§ **Yönerge A**:
Listede "Note: point to every instance of the black" geçen satırdan "x=700, y=334" geçen satıra kadar olan kısmı, iki uç satır da dahil, "Entries" yerine "Points" koyarak yeniden yaz. Geri kalan her şey aynen kalsın.
==== Kaynak ====
9-2’LİK kararla birlikte uzlaşma kavramı yine podyuma çıktı. Uzlaşmanın odağında CHP ve Baykal var. Anayasa Mahkemesi’nin son kararından sonra oy oranı ne olursa olsun onayları devletin temsilcisi CHP’den geçirmekte kararlı bir grubun sesi yine yükseldi.
“Komünizm gelecekse onu da biz getiririz”in 2008 versiyonu “memlekette uzlaşma olacaksa onu da biz belirleriz” şeklinde karşımıza çıkıyor. Bu kabile, cumhurbaşkanlığı ve genel seçimleri istedikleri gibi kontrol edemeyince “9-2’lik ikinci bir emre kadar” uzlaşmayı yasaklamıştı. Yasak şimdilik kalktı.
***
AKP için uzlaşma kanallarını yeterince kullanmadığı eleştirileri yapılabilir. Doğrudur. Bu mekanizma daha akılcı ve tesirli kullanılabilirdi.
==== Veri listesi ====
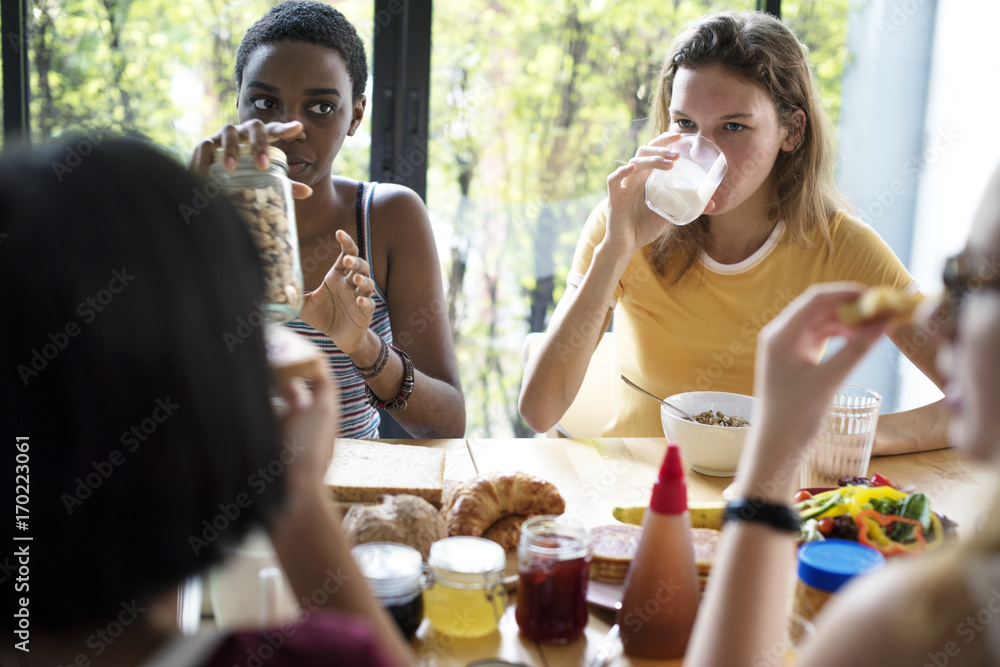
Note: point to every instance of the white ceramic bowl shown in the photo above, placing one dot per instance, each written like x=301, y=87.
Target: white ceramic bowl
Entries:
x=709, y=450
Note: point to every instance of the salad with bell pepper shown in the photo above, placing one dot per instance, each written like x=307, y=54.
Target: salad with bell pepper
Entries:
x=874, y=512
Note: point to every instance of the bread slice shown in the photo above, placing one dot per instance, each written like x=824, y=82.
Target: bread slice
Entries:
x=879, y=301
x=361, y=470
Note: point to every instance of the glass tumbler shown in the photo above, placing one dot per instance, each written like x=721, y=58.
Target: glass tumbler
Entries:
x=845, y=438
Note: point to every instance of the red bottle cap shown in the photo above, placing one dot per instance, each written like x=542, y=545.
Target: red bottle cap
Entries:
x=670, y=490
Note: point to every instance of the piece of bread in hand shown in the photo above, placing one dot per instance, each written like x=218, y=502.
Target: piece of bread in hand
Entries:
x=290, y=355
x=878, y=302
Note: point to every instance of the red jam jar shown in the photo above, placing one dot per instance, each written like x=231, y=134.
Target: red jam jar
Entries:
x=553, y=566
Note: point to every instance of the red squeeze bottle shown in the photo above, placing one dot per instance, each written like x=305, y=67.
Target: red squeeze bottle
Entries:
x=661, y=588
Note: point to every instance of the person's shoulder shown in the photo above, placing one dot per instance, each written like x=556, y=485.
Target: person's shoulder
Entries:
x=309, y=641
x=843, y=226
x=396, y=199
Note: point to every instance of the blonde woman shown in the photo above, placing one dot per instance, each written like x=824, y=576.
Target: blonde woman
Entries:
x=935, y=611
x=691, y=300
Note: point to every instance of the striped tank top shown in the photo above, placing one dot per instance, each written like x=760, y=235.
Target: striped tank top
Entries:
x=358, y=418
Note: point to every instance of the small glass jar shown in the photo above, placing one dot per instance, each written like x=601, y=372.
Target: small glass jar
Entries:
x=553, y=563
x=264, y=200
x=464, y=594
x=824, y=567
x=394, y=573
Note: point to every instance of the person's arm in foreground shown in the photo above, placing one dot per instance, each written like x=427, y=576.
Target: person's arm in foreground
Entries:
x=307, y=536
x=747, y=599
x=555, y=372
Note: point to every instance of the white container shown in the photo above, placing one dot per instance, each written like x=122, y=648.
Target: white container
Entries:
x=709, y=450
x=249, y=590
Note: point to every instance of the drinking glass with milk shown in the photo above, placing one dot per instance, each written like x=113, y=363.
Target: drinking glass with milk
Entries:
x=680, y=194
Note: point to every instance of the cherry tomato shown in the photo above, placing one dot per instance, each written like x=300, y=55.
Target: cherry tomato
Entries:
x=879, y=479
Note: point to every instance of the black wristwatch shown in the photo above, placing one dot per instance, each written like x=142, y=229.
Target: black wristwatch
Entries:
x=757, y=510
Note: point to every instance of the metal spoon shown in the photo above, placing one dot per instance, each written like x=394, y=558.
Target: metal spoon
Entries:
x=651, y=395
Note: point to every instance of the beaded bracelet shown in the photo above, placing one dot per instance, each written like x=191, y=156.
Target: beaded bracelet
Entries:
x=398, y=403
x=369, y=372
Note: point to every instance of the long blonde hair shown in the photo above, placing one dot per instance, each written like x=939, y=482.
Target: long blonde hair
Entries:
x=759, y=48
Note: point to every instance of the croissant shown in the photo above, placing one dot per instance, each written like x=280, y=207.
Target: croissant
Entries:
x=507, y=531
x=474, y=505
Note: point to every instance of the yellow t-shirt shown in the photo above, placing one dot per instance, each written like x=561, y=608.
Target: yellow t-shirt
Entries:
x=700, y=334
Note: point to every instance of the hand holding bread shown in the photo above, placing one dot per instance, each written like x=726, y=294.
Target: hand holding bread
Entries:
x=878, y=302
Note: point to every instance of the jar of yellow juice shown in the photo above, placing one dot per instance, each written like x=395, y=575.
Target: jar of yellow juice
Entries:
x=464, y=595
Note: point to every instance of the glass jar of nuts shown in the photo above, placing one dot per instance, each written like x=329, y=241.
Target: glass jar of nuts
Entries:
x=264, y=200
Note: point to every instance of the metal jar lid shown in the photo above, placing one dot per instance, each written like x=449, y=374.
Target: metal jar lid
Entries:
x=392, y=570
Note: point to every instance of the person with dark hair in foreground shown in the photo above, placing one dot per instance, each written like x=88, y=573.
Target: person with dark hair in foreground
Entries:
x=374, y=295
x=138, y=427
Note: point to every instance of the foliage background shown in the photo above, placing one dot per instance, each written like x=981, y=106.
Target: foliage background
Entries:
x=532, y=105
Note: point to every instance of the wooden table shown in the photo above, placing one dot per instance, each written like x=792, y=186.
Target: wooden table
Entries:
x=595, y=475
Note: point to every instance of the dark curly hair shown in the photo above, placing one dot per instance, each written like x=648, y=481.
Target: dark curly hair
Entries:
x=146, y=427
x=312, y=22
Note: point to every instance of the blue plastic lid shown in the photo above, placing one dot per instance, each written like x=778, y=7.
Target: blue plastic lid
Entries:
x=830, y=564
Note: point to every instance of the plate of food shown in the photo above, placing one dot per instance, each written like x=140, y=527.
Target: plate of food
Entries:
x=874, y=512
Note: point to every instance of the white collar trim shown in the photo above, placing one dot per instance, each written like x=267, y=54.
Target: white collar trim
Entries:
x=753, y=260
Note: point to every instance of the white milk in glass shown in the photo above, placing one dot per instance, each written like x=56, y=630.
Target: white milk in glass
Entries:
x=679, y=200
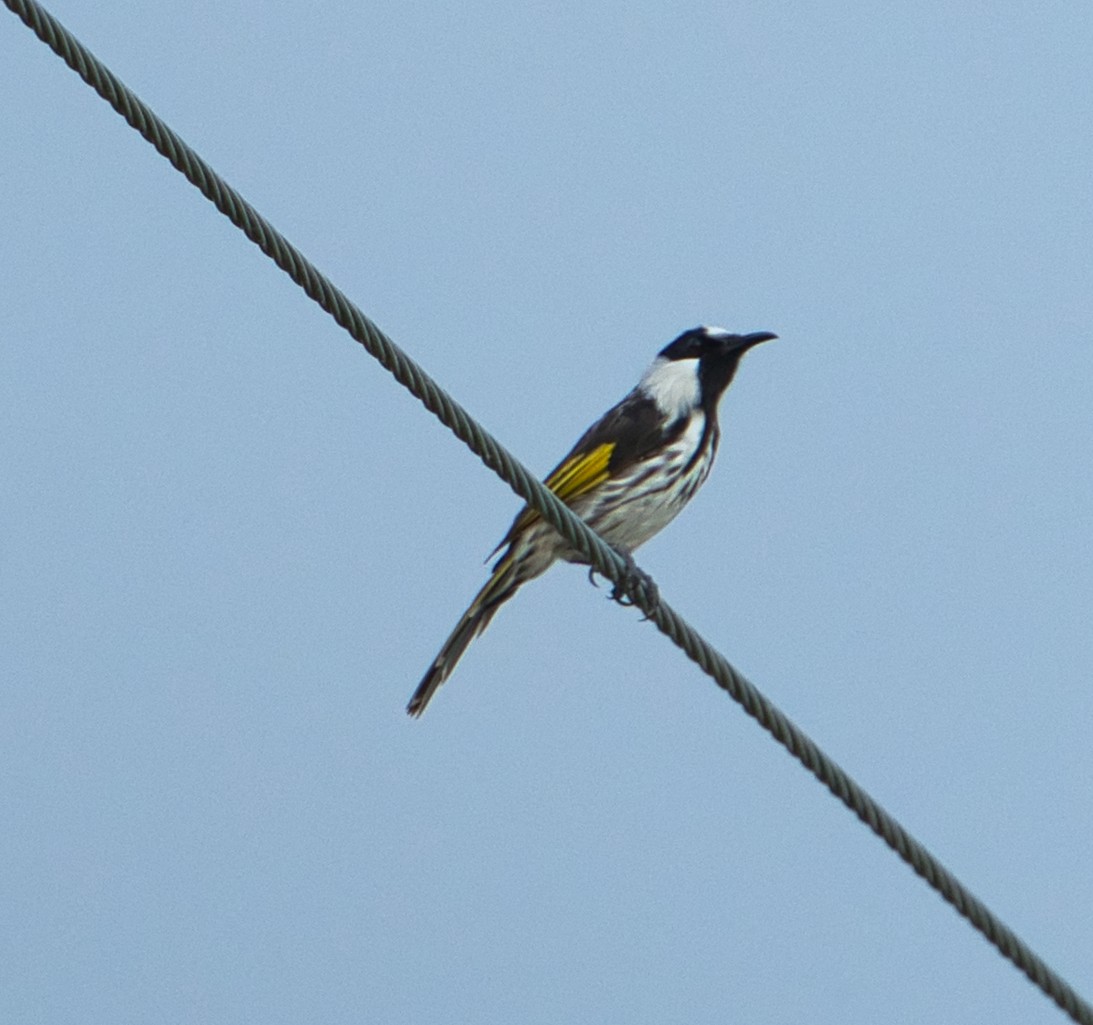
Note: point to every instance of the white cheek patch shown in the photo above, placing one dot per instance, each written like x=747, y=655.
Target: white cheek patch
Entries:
x=672, y=385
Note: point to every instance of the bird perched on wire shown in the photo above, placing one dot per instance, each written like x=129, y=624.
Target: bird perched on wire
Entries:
x=627, y=478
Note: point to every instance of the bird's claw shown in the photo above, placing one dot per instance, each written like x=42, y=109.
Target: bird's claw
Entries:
====
§ **Yönerge B**:
Kaynağa göre kabile uzlaşmayı neden yasaklamıştı? Bir iki cümleyle açıkla.

§ **Cevap A**:
Note: point to every instance of the black wristwatch shown in the photo above, placing one dot per instance, each written like x=142, y=229.
Target: black wristwatch
Points:
x=757, y=510
Note: point to every instance of the metal spoon shown in the photo above, placing one dot per instance, each written like x=394, y=558.
Target: metal spoon
Points:
x=651, y=395
Note: point to every instance of the beaded bracelet shown in the photo above, placing one dot per instance, each written like x=191, y=156.
Target: beaded bracelet
Points:
x=398, y=403
x=369, y=372
Note: point to every instance of the long blonde hair shown in the photo above, placing one dot per instance, each written like x=939, y=482.
Target: long blonde hair
Points:
x=759, y=48
Note: point to every instance of the croissant shown in the photo above, placing one dot per instance, each written like x=280, y=207.
Target: croissant
Points:
x=507, y=531
x=474, y=505
Note: point to every instance of the yellow t-shirt shown in the photo above, placing one dot per instance, each written like x=561, y=608.
Target: yellow t-shirt
Points:
x=700, y=334

§ **Cevap B**:
Kabile, cumhurbaşkanlığı ve genel seçimleri istediği gibi kontrol edemedi. Bu yüzden uzlaşmayı "9-2’lik ikinci bir emre kadar" yasaklamıştı.